*** Opening THE RECORDS ***

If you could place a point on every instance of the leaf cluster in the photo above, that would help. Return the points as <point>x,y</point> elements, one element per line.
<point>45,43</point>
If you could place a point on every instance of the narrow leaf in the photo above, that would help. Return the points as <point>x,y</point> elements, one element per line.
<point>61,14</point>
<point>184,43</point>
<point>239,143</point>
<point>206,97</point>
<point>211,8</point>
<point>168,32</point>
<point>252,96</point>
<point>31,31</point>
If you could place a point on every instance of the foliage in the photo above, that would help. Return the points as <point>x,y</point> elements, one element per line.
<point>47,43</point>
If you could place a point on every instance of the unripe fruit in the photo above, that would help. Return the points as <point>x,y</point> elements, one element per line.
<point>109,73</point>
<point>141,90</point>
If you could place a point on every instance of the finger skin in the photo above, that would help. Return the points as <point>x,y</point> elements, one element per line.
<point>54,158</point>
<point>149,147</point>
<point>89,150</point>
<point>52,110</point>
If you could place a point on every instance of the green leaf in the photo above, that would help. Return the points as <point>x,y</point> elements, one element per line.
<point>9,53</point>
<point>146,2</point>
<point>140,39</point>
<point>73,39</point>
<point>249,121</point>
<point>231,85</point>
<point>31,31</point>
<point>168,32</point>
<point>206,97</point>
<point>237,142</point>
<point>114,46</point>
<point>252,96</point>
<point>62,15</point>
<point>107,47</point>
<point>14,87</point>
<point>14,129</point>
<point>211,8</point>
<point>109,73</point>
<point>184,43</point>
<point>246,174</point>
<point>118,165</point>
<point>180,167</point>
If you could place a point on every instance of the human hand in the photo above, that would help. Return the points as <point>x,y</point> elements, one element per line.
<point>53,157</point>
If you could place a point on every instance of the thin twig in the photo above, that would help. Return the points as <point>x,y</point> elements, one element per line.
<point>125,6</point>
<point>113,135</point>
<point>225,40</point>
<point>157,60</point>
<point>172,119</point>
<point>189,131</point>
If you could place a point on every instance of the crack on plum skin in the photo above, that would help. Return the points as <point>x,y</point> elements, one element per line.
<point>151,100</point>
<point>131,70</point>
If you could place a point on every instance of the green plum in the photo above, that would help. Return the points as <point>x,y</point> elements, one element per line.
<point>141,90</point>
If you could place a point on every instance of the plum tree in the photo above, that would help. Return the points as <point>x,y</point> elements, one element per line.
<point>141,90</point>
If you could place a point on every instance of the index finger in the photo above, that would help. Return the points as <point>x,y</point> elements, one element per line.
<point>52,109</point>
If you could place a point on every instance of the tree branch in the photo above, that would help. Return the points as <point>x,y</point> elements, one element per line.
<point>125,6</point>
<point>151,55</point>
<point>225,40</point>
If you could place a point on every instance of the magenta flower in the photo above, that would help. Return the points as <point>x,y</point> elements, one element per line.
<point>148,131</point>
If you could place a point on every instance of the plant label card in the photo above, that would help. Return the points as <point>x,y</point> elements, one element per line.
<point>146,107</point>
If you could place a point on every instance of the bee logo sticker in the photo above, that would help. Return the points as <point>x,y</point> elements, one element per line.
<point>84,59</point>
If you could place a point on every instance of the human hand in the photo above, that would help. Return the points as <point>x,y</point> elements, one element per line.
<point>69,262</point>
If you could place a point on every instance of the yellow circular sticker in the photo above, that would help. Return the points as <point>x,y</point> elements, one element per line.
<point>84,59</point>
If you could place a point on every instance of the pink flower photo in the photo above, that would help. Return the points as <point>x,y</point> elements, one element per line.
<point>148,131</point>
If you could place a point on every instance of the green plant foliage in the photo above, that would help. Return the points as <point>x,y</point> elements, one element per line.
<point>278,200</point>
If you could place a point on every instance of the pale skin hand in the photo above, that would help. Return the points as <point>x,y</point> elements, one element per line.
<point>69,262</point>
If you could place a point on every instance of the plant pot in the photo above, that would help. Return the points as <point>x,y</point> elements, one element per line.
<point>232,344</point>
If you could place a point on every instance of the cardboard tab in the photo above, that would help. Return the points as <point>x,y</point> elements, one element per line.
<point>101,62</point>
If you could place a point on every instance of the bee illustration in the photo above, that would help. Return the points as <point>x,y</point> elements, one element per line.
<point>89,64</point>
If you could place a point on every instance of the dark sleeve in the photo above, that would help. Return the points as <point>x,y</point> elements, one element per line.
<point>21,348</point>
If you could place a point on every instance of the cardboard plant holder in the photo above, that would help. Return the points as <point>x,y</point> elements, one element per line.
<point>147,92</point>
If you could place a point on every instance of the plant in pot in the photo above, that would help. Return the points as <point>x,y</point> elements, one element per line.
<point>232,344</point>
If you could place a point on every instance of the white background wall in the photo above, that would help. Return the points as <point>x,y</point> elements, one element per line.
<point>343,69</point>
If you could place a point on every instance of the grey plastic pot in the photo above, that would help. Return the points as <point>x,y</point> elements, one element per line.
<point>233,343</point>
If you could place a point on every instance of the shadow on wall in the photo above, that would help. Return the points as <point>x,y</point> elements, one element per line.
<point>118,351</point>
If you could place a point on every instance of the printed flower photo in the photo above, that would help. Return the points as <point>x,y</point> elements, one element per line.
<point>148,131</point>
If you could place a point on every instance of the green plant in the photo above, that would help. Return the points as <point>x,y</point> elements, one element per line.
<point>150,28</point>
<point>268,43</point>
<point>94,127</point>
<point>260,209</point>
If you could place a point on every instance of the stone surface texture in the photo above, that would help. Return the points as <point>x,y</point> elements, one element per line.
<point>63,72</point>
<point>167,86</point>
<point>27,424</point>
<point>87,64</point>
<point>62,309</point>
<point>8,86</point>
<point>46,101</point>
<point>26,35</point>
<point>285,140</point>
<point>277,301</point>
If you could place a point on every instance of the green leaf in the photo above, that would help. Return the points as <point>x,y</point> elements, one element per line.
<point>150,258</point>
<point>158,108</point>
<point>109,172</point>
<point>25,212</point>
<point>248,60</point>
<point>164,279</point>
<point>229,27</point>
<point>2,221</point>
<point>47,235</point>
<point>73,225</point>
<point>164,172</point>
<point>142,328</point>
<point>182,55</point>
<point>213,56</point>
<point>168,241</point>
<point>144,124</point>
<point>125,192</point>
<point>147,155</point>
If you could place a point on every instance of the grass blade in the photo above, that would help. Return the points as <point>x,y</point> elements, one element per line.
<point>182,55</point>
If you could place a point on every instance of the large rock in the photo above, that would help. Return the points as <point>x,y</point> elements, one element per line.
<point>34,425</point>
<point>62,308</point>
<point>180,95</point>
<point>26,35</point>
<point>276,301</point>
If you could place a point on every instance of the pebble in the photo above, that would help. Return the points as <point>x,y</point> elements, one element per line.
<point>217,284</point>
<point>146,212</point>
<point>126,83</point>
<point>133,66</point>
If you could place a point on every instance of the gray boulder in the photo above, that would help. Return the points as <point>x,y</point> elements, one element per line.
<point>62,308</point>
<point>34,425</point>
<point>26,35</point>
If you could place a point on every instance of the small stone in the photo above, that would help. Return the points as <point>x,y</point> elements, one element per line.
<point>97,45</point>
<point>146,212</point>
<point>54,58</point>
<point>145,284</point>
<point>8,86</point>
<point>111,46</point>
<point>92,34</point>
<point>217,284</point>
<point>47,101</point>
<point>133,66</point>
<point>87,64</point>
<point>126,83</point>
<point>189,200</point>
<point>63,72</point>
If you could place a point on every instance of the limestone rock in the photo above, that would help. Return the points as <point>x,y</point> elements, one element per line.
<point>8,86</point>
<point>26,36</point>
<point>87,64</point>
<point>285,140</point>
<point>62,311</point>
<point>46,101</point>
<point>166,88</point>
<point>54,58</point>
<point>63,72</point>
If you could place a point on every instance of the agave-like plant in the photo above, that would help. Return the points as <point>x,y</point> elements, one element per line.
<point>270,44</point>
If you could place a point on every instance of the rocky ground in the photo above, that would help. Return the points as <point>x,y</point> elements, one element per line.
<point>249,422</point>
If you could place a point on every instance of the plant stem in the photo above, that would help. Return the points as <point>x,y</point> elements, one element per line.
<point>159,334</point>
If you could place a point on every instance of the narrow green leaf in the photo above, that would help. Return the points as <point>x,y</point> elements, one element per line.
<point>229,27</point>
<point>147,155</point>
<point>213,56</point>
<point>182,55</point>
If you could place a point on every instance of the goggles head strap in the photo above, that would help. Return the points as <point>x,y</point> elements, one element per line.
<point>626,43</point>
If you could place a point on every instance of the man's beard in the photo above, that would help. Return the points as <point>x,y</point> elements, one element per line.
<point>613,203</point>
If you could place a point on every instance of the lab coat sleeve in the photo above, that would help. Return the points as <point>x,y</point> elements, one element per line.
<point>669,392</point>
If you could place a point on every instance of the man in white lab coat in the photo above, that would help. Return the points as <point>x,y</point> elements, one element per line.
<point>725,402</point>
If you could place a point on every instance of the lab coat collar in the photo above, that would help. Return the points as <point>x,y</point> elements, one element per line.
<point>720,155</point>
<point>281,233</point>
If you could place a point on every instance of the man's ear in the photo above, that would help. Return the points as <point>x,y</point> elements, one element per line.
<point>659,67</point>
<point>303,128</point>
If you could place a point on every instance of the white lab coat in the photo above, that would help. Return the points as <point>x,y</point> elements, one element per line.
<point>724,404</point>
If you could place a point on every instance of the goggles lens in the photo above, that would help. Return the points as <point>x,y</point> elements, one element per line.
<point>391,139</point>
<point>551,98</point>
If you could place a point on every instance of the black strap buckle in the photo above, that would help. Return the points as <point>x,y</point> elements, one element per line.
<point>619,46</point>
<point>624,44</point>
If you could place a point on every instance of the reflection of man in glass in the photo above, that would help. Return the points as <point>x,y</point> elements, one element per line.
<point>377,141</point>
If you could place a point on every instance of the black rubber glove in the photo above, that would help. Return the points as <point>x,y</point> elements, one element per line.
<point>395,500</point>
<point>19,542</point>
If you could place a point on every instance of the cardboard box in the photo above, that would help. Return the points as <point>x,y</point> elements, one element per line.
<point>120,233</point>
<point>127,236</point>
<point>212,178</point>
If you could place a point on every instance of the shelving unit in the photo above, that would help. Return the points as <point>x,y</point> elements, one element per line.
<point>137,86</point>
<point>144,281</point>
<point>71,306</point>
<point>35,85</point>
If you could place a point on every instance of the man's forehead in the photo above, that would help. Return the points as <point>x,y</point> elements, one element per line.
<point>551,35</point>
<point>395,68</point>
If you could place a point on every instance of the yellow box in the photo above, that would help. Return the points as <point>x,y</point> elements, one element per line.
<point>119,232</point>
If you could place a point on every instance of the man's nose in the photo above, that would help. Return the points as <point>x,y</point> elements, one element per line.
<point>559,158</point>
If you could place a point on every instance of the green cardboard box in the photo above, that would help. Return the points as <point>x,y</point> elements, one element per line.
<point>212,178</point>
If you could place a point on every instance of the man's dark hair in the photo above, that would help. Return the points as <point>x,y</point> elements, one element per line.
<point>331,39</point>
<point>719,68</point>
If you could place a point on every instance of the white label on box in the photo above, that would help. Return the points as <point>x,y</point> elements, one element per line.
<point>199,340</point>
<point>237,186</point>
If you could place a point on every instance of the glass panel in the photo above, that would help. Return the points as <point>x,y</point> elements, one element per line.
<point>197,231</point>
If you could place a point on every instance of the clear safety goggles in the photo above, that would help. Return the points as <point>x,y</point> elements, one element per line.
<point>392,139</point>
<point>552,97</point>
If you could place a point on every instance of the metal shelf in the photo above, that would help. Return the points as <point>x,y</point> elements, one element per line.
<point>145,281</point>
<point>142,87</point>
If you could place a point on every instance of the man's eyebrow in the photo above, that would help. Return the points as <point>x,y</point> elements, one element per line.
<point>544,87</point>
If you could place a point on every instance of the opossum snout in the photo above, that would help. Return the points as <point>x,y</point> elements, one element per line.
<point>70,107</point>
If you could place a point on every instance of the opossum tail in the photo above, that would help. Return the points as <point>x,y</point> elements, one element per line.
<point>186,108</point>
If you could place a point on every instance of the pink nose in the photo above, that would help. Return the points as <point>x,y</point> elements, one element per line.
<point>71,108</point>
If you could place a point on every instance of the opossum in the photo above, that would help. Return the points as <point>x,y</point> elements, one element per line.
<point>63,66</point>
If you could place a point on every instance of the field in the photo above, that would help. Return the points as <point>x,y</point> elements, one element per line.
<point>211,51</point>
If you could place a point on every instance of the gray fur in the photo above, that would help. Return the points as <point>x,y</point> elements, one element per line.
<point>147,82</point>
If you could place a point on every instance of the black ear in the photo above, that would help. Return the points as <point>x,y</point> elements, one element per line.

*** Closing THE RECORDS ***

▸ **TASK DIRECTIONS**:
Repeat exactly, and only, the lines of the records above, starting with the line that contains "the opossum in" and ending with the final line, both included.

▸ **YOUR SOLUTION**:
If you could place a point on every instance of the opossum in the photo above, that would help. Return the points as <point>x,y</point> elements, one element per line.
<point>63,66</point>
If you could place a point on every instance of the field in the photo above, that would help. Return the points as <point>x,y</point> elements, one element per line.
<point>211,51</point>
If you could place a point on every instance of the gray fur in the photo above, that would help. Return the points as <point>x,y</point> elements, one element per line.
<point>147,82</point>
If you could place a point on every instance of the black ear in the photo above, that would help. Return the points as <point>x,y</point> elements, one element per line.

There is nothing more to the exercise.